== Input ==
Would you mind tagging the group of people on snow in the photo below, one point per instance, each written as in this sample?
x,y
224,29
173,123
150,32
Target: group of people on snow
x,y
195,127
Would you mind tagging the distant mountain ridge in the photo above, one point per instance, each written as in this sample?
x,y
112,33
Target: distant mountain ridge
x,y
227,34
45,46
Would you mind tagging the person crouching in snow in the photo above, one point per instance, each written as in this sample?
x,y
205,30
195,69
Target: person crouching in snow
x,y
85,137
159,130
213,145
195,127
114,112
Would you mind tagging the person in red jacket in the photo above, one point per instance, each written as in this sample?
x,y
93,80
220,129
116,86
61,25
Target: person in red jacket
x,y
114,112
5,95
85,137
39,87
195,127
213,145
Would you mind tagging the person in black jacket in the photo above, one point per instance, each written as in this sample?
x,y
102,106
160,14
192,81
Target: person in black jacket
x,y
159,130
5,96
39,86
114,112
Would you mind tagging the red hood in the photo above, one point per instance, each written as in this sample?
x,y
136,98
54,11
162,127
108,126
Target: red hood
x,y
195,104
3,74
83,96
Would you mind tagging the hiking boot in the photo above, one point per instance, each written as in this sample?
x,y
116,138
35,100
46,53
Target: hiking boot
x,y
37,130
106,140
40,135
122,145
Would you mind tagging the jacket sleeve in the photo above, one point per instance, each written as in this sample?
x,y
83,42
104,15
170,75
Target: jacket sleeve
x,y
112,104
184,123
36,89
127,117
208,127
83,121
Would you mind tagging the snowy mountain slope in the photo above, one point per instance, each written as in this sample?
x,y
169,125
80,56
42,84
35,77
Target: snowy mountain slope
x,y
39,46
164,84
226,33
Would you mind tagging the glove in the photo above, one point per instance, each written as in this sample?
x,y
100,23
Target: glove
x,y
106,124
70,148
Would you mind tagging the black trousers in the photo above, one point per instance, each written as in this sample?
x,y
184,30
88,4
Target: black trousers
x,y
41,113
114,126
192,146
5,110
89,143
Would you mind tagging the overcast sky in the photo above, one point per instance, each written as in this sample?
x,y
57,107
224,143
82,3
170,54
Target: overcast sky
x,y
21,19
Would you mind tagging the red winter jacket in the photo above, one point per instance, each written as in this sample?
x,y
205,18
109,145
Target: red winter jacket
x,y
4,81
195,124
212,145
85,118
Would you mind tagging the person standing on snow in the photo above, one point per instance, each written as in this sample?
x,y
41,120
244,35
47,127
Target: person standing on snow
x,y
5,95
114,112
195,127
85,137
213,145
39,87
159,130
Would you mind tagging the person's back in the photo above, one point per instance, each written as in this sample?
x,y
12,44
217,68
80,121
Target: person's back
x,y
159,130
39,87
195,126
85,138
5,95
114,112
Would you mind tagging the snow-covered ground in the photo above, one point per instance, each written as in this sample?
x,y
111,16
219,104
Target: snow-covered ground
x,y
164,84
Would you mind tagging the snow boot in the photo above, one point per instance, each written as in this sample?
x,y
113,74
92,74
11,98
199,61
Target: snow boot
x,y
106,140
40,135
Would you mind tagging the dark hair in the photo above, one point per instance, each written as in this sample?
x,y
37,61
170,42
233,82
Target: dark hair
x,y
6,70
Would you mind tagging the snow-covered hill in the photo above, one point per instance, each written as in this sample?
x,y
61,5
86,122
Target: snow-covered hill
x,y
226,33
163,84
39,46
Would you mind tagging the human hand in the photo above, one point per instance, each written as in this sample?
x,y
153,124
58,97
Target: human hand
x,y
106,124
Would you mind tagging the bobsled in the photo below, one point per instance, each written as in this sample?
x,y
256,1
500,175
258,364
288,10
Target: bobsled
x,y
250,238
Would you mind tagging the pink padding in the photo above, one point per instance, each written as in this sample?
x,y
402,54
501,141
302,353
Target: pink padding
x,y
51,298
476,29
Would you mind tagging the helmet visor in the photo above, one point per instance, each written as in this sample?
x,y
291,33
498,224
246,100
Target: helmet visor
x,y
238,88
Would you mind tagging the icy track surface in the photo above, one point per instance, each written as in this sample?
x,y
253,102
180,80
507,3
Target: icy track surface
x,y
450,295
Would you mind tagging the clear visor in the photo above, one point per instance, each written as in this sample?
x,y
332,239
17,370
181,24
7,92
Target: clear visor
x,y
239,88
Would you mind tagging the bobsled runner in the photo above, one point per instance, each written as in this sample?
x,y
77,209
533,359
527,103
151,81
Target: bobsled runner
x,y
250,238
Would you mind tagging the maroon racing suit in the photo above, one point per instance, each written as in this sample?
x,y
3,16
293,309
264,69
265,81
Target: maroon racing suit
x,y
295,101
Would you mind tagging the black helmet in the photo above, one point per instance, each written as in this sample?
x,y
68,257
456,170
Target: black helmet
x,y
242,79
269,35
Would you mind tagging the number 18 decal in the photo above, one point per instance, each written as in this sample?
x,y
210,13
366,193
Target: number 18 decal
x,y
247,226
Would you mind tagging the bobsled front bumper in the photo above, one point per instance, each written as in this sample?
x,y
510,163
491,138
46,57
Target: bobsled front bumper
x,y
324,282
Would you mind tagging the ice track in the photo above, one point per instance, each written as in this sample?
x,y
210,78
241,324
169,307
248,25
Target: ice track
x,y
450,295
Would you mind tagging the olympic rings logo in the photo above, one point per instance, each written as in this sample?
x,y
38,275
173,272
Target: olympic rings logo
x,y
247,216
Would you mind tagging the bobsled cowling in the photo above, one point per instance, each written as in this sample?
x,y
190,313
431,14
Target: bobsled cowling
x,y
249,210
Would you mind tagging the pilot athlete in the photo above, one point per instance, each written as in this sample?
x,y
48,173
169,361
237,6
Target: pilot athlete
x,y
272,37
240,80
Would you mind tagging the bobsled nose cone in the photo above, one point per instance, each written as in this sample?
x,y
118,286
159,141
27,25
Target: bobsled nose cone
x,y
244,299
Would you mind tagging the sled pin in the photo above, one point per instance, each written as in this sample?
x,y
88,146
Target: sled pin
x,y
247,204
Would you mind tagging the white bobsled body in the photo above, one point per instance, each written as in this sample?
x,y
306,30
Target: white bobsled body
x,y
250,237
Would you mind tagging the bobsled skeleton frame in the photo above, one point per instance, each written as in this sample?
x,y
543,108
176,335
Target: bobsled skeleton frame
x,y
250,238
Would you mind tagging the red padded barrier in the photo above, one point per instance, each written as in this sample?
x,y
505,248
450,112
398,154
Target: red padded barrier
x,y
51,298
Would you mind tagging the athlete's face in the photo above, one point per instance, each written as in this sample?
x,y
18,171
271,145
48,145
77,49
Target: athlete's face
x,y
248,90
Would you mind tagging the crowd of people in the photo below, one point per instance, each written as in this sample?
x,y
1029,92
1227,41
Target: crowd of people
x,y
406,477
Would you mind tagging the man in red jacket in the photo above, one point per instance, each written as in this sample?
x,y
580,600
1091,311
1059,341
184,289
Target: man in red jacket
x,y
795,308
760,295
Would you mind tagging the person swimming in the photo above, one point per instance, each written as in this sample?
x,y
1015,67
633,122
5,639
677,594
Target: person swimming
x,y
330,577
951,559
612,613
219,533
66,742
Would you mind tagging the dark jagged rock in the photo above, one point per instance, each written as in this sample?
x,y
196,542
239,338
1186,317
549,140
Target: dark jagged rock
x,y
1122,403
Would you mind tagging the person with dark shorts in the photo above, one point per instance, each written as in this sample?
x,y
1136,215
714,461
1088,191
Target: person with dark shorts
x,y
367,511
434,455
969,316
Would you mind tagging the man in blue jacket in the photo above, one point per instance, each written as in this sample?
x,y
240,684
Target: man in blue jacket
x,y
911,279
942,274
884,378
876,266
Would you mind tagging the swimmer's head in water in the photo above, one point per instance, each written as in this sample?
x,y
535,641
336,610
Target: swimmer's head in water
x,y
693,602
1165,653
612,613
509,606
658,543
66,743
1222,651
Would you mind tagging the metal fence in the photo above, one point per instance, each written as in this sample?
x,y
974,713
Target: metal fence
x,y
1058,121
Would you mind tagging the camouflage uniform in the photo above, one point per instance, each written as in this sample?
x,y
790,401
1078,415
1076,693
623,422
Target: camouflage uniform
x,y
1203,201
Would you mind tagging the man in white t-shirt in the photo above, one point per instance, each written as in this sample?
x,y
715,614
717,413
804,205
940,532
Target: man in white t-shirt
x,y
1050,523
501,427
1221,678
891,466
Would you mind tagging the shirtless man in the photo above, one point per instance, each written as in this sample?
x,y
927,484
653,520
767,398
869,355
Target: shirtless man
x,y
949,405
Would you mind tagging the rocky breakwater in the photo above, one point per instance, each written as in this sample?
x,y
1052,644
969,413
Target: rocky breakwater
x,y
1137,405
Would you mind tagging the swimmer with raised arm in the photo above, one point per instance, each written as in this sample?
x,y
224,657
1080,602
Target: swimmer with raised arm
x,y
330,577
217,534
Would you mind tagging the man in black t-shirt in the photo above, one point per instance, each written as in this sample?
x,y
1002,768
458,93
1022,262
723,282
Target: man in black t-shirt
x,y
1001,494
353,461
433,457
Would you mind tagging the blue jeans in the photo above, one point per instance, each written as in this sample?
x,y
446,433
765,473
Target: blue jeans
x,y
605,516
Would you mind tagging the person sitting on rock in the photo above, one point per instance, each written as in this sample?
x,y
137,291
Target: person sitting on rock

== What you have to do ==
Everything from the line that contains "Would you mind tagging the swimmer with" through the end of the records must be duplicated exactly, and nothing outside that range.

== Result for this exercise ==
Would you mind tagging the swimmer with raised arm in the photo above, one point per instance, each written as in this sample?
x,y
224,657
1080,602
Target: swimmer with raised arm
x,y
330,577
217,534
Would you mind tagging the man in black t-shirt in the photo above, one point per instance, each written as in this sample?
x,y
1002,768
458,93
1022,262
723,282
Target: man in black t-shirt
x,y
1001,494
353,461
433,457
Would you mind tagging the blue jeans in the photo above, one point per instance, each written as in this sample?
x,y
446,433
765,473
Target: blue jeans
x,y
605,516
Would you mind tagging the person sitting on rock in the photo above, one point per instance, each written as in this sample?
x,y
137,291
Target: person sitting on rock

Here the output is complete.